Task brief
Each line from the one containing "For every instance of the woman's face, the" through the final line below must be reproduced exactly, and no others.

Provided information
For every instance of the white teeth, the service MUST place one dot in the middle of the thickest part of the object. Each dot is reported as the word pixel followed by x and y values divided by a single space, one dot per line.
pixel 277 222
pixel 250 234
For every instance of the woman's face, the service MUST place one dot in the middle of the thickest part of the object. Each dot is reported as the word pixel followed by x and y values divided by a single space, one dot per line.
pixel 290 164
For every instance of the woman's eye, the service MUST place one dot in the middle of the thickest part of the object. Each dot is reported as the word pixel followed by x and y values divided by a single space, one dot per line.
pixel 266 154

The completed task
For every instance of the woman's face, the service MUST place one dot in the middle of the thickest part of the object. Each dot is reported as the word pixel followed by x and y values divided by a single space, one dot per line.
pixel 290 164
For every instance of the woman's eye, the service MUST place one dot in the middle of the thickest part of the object. Each dot is reported as the word pixel followed by x and y values divided by a single space, one dot per line.
pixel 266 154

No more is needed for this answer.